***** DOCUMENT EXTRACT *****

Skin examinations were performed by a dermatologist from the Faculty of Medicine of the Federal University of Minas Gerais. Dermatologic diagnoses were defined by clinical and histologic criteria for each disease; staining with potassium hydroxide was used in cases of cutaneous mycosis. Biopsies of normal skin midway along the left interscapulo-vertebral area were also performed. The specimens obtained were examined by light microscopy using routine stains, and the presence of HTLV-1 was investigated by a nested polymerase chain reaction (PCR). One dermatopathologist was responsible for the histologic analysis. Examiners did not know the serologic status of the individuals/specimens during clinical and histologic evaluations.

Seropositivity for HTLV-1.

Seropositivity for infection with HTLV-1 was defined as repeated reactivity in blood samples tested by an enzyme-linked immunosorbent assay (Abbott Laboratories, Abbott Park, IL). This was confirmed by Western blotting (HTLV-1/2; Cambridge Biotech, Cambridge, MA) and an HTLV-1 nested PCR with peripheral blood mononuclear cells.

Nested polymerase chain reaction (PCR).

The same PCR procedure was used for testing of blood and skin samples. DNA was isolated from peripheral blood mononuclear cells using the DNAzol kit (Gibco-BRL, Gaithersburg, MD) according to manufacturer’s instructions. DNA was isolated from skin samples by the mammalian DNA isolation procedure.6

Three-millimeter punch biopsy specimens were obtained, placed in 500 μL of 20 mM Tris-HCl, 1 mM EDTA, pH 8.0, and frozen. The DNA was isolated from skin samples6 and 2 μL was subjected to PCR amplification using a series of temperature-dependent cycles in an automated thermal cycler (PTC-100; MJ Research, Waltham, MA).7 Amplification was performed with a pair of synthesized primers: SK110-pol (4757-4778, 5′-CCCTACAATCCAACCAGCTCAG-3′) and SK44-tax (7536-7496, 5′-GAGCCGATAACGCGTC CATCG-3′). Thirty-five cycles of amplification were performed with denaturation (94°C for one minute), annealing (58°C for one minute), and extension (72°C for two minutes). Two microliters of the first PCR product was amplified for 30 cycles using the same conditions with two other primers: 248 envelope (env) (5669-5693, 5′–CTAGTCGACGCTC CAGGATATGACC-3′) and 249–env (6137-6113, 5′-CAG ACCGCCACCGGTACCGCTCGGC-3′). The final product, a 469-basepair HTLV-1 env gene sequence, was analyzed by electrophoresis on a 1.8% agarose gel and photographed. All samples were subjected to PCR amplification of the HLA-DQα gene as a quality control.8 One HTLV-1-negative skin sample from a blood donor was subjected to the HTLV-1 PCR as a negative control of the procedure.

***** DATASET EXTRACT *****

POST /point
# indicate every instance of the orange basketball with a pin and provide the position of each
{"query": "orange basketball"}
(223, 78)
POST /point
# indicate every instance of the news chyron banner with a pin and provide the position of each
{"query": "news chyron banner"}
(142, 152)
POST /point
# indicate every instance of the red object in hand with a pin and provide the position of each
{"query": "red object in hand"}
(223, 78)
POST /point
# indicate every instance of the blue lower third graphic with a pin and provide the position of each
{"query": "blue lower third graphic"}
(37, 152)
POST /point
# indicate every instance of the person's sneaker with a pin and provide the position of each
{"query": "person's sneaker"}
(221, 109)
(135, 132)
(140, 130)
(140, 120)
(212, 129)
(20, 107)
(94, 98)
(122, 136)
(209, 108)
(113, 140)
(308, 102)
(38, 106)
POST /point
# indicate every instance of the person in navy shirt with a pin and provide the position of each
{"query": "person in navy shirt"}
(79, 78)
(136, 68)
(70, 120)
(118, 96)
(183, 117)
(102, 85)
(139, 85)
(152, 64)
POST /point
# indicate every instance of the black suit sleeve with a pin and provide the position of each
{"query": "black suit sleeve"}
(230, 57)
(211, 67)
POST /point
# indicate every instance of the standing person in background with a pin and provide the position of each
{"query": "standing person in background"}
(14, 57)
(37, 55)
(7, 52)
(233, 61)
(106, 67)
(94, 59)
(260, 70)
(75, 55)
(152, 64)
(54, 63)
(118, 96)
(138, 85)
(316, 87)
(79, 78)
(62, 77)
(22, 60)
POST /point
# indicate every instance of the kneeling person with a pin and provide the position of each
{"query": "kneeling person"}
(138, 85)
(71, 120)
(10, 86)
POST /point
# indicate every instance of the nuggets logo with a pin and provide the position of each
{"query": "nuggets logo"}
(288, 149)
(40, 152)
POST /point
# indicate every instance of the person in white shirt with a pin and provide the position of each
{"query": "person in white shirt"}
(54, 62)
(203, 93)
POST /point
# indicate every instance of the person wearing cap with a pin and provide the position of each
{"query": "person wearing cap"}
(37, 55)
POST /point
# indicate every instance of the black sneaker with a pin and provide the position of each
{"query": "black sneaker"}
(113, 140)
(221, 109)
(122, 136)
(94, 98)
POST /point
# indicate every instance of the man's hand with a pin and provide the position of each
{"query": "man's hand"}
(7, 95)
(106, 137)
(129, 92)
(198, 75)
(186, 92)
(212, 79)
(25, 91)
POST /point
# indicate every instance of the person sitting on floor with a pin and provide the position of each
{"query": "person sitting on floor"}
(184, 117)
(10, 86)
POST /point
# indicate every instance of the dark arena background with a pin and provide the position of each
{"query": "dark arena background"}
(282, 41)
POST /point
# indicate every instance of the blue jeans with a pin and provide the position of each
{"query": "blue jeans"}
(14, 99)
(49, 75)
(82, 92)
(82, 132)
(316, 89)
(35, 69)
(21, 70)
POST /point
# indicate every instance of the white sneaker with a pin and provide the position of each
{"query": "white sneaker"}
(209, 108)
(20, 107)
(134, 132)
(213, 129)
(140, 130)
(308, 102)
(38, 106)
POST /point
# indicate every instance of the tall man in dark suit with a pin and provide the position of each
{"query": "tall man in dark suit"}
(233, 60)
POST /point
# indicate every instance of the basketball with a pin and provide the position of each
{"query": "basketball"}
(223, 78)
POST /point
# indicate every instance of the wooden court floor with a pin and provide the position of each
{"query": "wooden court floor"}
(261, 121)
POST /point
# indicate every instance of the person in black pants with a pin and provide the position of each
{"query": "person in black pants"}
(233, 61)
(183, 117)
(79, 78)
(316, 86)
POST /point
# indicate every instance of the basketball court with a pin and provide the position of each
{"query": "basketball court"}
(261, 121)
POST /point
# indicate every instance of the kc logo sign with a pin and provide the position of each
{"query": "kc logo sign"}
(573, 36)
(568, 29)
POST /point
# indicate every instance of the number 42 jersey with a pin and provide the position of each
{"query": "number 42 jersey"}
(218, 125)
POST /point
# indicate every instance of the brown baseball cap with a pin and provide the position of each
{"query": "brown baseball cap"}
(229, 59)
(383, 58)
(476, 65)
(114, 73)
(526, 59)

*****

• **TASK ITEM A**
Please set down, word for word, the part of the HTLV-1 methods text that opens with the words containing "Seropositivity for HTLV-1." and closes with "blood mononuclear cells.".
• **TASK ITEM B**
According to the HTLV-1 methods text, what final product came out of the nested PCR?
The entries stand apart from the HTLV-1 methods text and are separate material.

• **EXERCISE SOLUTION A**
Seropositivity for HTLV-1.

Seropositivity for infection with HTLV-1 was defined as repeated reactivity in blood samples tested by an enzyme-linked immunosorbent assay (Abbott Laboratories, Abbott Park, IL). This was confirmed by Western blotting (HTLV-1/2; Cambridge Biotech, Cambridge, MA) and an HTLV-1 nested PCR with peripheral blood mononuclear cells.

• **EXERCISE SOLUTION B**
A 469-basepair HTLV-1 env gene sequence.